> [Task a]
In the records below, reproduce every line from the one containing "target=tail feather" down to the last line of the records, adding 80 to each bounding-box coordinate in the outputs.

> [Source document]

I rewatched Ben Stiller’s beautiful “The Secret Life of Walter Mitty” (2013) and realized I still haven’t watched the original version of this movie. Did you know that there’s a 1947 version of Walter Mitty starring Danny Kaye and Virginia Mayo? I have had it on my watch list for years.


I finally requested the 1947 version from my library and, as I picked it up from the holds section, I found myself thinking, “Well, this version won’t be as good, but I’d better see it anyway.”


What is THAT all about??


What right do I have to be assuming that am older movie is “worse” than the remake when it was potentially the original text that started it all?


Well, I thought to myself, maybe it wasn’t that it was the original text that inspired it, but they saw a gap in its potential. Maybe the movie was remade because the original wasn’t good.


So, what exactly is a remake is supposed to be?


Should a remake be a movie that needed to be remade? Or should a remake be a totally different thing because the original didn’t need to be remade?


It all comes down to the individual recipe and assets of each film, but even so, a remake is a fascinating animal. A remake can be spurred by so many individual factors that there’s really no way to look at an original and know if it is going to be better or worse than the remake.


What do we want from a remake? Probably the same thing that we want from a sequel: the same thing, but different.


That means that it could have been remade for any reason, good or bad, and that producers could be relying on the originals success or even on the original’s failure to provide what they think they could provide in a contemporary version (ie special effects, modern speech and trends, etc.).


The question you have to ask yourself is, “WHY was this movie remade? Is it because the original is “worse” than the remake (ie. the original is out of date or didn’t live up to its potential) OR is it because the original was “better” than the remake (ie. the original is a brilliant movie that inspired remakes because of its lasting impact)?


What spawned the remake? An original that lacked or an original that inspired?


This is why remakes are so fascinating. It could be a good original, a bad original, or any combination of both.


Which is why I want to make an effort not to assume anything about an original until I watch it for myself. Half of the fun is just analyzing the original to see why producers thought that there was potential to remake it today.

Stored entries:
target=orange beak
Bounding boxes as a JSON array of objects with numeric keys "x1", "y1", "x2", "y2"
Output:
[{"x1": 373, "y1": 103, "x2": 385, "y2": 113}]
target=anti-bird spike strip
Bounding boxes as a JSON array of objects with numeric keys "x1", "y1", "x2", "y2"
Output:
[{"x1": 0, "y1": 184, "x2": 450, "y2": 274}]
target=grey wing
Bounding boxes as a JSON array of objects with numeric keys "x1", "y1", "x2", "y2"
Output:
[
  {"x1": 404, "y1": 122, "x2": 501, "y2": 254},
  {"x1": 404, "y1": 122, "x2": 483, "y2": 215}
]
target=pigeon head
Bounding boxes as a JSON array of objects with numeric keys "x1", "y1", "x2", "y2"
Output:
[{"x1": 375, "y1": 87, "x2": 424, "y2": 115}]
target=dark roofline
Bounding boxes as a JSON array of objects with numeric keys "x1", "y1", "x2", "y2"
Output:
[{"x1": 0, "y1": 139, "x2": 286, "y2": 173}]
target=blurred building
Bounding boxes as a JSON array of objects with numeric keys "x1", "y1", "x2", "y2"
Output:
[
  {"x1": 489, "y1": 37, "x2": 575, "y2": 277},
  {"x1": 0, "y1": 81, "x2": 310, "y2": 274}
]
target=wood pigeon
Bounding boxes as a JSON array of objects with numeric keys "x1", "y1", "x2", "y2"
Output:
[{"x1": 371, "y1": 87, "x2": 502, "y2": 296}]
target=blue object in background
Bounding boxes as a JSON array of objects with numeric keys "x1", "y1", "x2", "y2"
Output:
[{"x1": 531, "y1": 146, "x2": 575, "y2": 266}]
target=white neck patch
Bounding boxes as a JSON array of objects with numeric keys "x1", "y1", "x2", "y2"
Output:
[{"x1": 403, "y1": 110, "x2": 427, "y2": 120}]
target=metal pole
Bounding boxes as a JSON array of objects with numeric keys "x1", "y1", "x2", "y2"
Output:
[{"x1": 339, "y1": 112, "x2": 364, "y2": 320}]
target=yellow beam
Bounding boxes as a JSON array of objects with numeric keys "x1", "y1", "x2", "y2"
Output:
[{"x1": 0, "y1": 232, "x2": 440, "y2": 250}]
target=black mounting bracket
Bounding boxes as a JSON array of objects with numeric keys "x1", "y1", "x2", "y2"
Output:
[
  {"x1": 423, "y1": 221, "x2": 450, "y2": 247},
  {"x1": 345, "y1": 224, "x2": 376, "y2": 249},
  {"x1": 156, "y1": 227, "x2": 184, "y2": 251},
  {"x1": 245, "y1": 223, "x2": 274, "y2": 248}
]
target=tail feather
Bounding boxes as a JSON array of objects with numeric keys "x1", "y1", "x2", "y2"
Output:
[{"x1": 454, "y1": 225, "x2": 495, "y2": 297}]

> [Task b]
According to the essay on movie remakes, who stars in the 1947 version of Walter Mitty?

> [Task response a]
target=tail feather
Bounding boxes as a JSON array of objects with numeric keys "x1", "y1", "x2", "y2"
Output:
[{"x1": 534, "y1": 305, "x2": 575, "y2": 377}]

> [Task response b]
Danny Kaye and Virginia Mayo